- [REQUIRED WORK]: The job is to output exactly the lines that run from the start of the entries through the line containing "Confirm that each instance of the dark storm", pictures omitted.

Recorded data:
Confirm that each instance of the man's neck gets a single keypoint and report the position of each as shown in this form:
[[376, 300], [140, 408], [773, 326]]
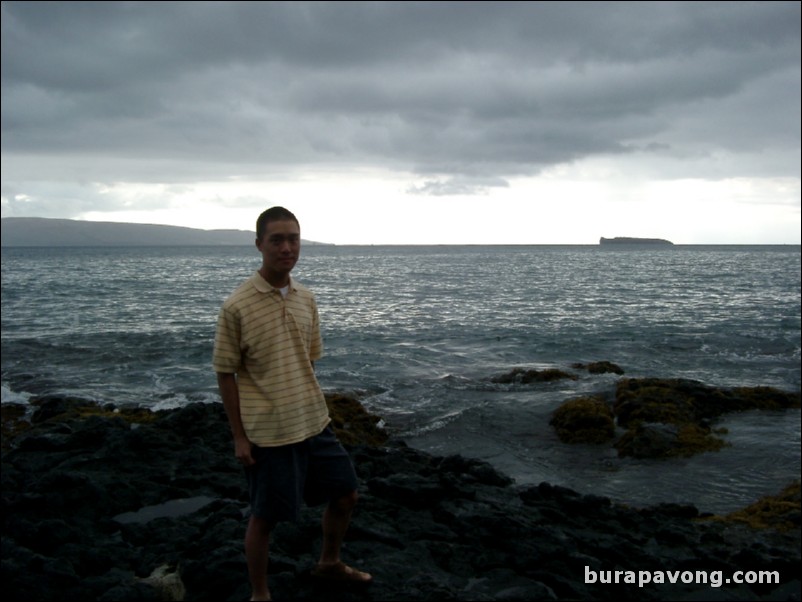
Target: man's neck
[[275, 280]]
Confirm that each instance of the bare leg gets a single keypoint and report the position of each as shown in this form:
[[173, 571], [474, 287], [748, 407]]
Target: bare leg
[[257, 542], [336, 519]]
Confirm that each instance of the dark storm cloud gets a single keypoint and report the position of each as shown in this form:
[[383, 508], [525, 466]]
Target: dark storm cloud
[[467, 94]]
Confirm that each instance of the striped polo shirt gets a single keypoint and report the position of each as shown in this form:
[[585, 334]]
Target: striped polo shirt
[[270, 342]]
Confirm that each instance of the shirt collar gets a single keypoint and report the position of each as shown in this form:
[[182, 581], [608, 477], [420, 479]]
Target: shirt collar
[[263, 286]]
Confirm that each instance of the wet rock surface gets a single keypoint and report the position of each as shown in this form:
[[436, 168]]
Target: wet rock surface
[[117, 505]]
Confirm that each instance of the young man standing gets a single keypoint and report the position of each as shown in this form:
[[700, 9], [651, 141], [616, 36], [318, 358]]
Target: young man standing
[[266, 343]]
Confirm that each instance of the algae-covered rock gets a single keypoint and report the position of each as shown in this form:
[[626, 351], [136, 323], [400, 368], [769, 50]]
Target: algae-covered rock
[[352, 423], [523, 376], [584, 420]]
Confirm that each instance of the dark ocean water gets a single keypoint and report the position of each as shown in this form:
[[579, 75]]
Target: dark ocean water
[[421, 331]]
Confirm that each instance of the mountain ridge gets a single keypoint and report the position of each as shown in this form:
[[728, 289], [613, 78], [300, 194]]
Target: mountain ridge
[[54, 232]]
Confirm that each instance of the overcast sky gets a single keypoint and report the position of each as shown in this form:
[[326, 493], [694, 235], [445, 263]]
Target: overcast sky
[[409, 122]]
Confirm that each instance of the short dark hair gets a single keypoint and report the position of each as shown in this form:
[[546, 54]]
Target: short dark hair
[[274, 214]]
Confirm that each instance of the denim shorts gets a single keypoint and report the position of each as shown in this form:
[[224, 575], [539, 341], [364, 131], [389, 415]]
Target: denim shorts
[[314, 471]]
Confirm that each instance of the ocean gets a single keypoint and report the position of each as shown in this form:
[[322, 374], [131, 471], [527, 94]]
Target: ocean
[[419, 333]]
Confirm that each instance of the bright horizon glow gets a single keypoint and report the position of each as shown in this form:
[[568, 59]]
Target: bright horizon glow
[[559, 208], [410, 123]]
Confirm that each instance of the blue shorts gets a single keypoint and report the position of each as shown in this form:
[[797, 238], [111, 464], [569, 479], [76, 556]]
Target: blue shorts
[[314, 471]]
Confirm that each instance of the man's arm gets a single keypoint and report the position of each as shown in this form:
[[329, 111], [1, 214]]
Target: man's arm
[[229, 391]]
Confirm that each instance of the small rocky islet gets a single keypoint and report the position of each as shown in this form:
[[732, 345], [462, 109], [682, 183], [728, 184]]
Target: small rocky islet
[[105, 503]]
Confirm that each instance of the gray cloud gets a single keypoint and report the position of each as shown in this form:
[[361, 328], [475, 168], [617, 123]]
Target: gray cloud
[[466, 95]]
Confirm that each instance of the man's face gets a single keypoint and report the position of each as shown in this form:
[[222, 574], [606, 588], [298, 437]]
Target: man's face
[[280, 247]]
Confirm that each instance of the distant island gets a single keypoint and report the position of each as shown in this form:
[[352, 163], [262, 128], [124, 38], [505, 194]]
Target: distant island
[[627, 240], [47, 232]]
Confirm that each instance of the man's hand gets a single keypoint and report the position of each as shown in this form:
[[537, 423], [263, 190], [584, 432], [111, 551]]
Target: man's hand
[[242, 450]]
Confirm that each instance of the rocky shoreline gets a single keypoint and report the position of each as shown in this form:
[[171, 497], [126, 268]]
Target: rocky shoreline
[[112, 504]]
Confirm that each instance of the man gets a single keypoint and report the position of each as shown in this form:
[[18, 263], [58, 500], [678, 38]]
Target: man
[[267, 340]]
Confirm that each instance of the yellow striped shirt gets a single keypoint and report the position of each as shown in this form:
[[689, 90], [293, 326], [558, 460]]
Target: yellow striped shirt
[[270, 342]]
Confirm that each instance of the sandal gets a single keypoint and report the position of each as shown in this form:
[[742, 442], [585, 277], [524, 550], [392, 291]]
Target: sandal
[[341, 572]]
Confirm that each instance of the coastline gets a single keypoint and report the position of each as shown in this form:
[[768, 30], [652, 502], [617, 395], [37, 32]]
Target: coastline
[[97, 500]]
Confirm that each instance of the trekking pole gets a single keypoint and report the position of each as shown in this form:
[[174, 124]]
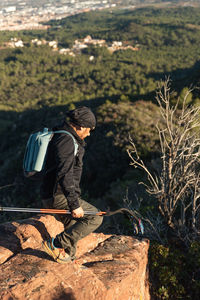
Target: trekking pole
[[131, 213], [48, 211]]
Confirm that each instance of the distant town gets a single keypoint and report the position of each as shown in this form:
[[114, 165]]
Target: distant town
[[77, 48], [18, 15], [30, 14]]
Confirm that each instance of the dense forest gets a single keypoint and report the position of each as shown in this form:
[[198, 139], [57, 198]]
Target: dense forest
[[38, 85]]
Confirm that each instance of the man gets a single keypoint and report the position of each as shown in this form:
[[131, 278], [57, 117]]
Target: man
[[60, 187]]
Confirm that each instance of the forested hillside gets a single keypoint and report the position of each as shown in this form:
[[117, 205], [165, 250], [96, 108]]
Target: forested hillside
[[37, 86]]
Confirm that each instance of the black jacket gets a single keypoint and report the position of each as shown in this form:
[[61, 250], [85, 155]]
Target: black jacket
[[63, 169]]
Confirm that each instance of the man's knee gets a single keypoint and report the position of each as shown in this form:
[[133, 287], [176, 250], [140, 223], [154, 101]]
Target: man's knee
[[98, 220]]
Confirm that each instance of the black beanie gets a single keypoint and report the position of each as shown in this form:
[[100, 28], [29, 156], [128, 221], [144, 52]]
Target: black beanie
[[83, 117]]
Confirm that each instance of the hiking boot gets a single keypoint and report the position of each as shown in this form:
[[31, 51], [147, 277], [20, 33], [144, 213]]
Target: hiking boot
[[58, 254]]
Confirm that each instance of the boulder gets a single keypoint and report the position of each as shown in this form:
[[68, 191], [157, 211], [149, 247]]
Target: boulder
[[106, 266]]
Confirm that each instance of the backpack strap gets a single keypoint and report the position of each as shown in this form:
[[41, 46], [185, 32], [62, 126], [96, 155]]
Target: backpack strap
[[74, 140]]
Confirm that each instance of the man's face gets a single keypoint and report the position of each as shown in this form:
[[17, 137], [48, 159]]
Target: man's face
[[83, 132]]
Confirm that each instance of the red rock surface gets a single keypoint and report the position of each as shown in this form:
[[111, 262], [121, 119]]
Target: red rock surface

- [RESPONSE TO THE TASK]:
Confirm that each instance of the man's neck gets a single keypoint and report the position of each as shown in this form:
[[376, 300], [140, 408], [773, 326]]
Target: man's neck
[[275, 280]]
Confirm that each instance of the bare leg gets a single keypoint and report the position of each as shown in this form:
[[173, 571], [474, 287], [748, 407]]
Target: bare leg
[[257, 542], [336, 519]]
Confirm that each instance of the dark storm cloud gets a single keypoint and report the position of each as shown in this form:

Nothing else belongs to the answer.